▶ [Votre travail]
A. D'après le texte sur le Débarquement de Normandie, à quelle date commence l'offensive aérienne contre le réseau ferroviaire ?
B. Traduisez en anglais la phrase suivante du texte sur le Débarquement de Normandie : « La région Nord de la France est particulièrement touchée. »
C. Reproduisez tel quel le passage du texte sur le Débarquement de Normandie, à partir de « Au printemps 1944, les » jusqu'à « date du Débarquement. » inclus.

▶ [Extrait à lire]
______________________________
6 juin 1944 : le Débarquement de Normandie

SARDO - Fonds La Vie du Rail

Le choix des Alliés de débarquer en Normandie remonte à la fin de l’année 1943. Avec ses plages propices aux assauts amphibies et la présence du port en eaux profondes de Cherbourg, la région est jugée comme la zone la plus favorable pour lancer la libération de l’Europe occupée.

L’opération, baptisée « Overlord », allait transformer à jamais le paysage normand, devenu le théâtre d’un affrontement décisif pour l’issue de la Seconde Guerre mondiale.

Parmi les éléments souvent méconnus mais essentiels de cette stratégie, le réseau ferroviaire jouera un rôle crucial. S’il ne semble pas immédiatement déterminant lors des premières phases du Débarquement, il deviendra indispensable une fois la percée effectuée. Seul le train permettra alors d’acheminer rapidement les troupes et le matériel jusqu’au front, soutenant l’avancée alliée à travers la France.

La préparation du Débarquement

Au printemps 1944, les Alliés intensifient les préparatifs en vue des futurs débarquements en Europe occidentale. Pour maximiser les chances de succès de l’opération, le recours à l’aviation est jugé essentiel : il s’agit de ralentir l’arrivée des renforts allemands en désorganisant leurs lignes de communication, principalement par des bombardements ciblés sur les ponts, les gares et les centres urbains stratégiques.

Sir Arthur W. Tedder, commandant suprême adjoint auprès du général Eisenhower, reçoit la mission de coordonner l’ensemble des forces aériennes alliées stationnées en Europe. Son objectif : établir un vaste plan de bombardements destiné à semer la confusion dans les rangs allemands quant au lieu et à la date du Débarquement.

L’offensive aérienne contre le réseau ferroviaire débute le 6 mars 1944 avec un raid massif sur les installations de Trappes, suivi de nouvelles frappes les 6-7 et 13-14 mars sur la ville du Mans. À partir du 18 avril, des vagues de bombardiers traversent quotidiennement la Manche. La région Nord de la France est particulièrement touchée. En Normandie, seul le triage ferroviaire de Sotteville-lès-Rouen est gravement endommagé : dans la nuit du 18 au 19 avril, 1 538 tonnes de bombes y sont larguées, un triste record.
______________________________
▶ [Données relevées]
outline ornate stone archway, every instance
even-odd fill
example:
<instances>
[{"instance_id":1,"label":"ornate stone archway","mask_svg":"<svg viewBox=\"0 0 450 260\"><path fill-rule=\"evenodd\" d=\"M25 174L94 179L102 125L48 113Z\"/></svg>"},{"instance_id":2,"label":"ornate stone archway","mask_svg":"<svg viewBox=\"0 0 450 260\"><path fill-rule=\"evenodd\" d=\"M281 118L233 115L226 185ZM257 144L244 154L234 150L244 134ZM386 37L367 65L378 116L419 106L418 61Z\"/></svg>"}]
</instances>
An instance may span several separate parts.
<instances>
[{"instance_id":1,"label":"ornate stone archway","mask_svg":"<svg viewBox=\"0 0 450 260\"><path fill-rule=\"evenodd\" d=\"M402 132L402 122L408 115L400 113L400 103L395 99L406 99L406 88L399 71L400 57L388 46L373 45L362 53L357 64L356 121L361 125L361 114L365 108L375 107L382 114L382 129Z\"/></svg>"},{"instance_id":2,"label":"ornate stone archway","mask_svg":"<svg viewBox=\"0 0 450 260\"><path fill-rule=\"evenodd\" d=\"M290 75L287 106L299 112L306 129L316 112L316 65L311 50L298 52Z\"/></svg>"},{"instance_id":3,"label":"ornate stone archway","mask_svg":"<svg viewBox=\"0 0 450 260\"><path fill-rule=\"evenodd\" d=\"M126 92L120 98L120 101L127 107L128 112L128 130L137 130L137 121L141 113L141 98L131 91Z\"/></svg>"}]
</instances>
______________________________
▶ [Corrigé]
A. Le 6 mars 1944.

B. The northern region of France is particularly hard hit.

C.
Au printemps 1944, les Alliés intensifient les préparatifs en vue des futurs débarquements en Europe occidentale. Pour maximiser les chances de succès de l’opération, le recours à l’aviation est jugé essentiel : il s’agit de ralentir l’arrivée des renforts allemands en désorganisant leurs lignes de communication, principalement par des bombardements ciblés sur les ponts, les gares et les centres urbains stratégiques.

Sir Arthur W. Tedder, commandant suprême adjoint auprès du général Eisenhower, reçoit la mission de coordonner l’ensemble des forces aériennes alliées stationnées en Europe. Son objectif : établir un vaste plan de bombardements destiné à semer la confusion dans les rangs allemands quant au lieu et à la date du Débarquement.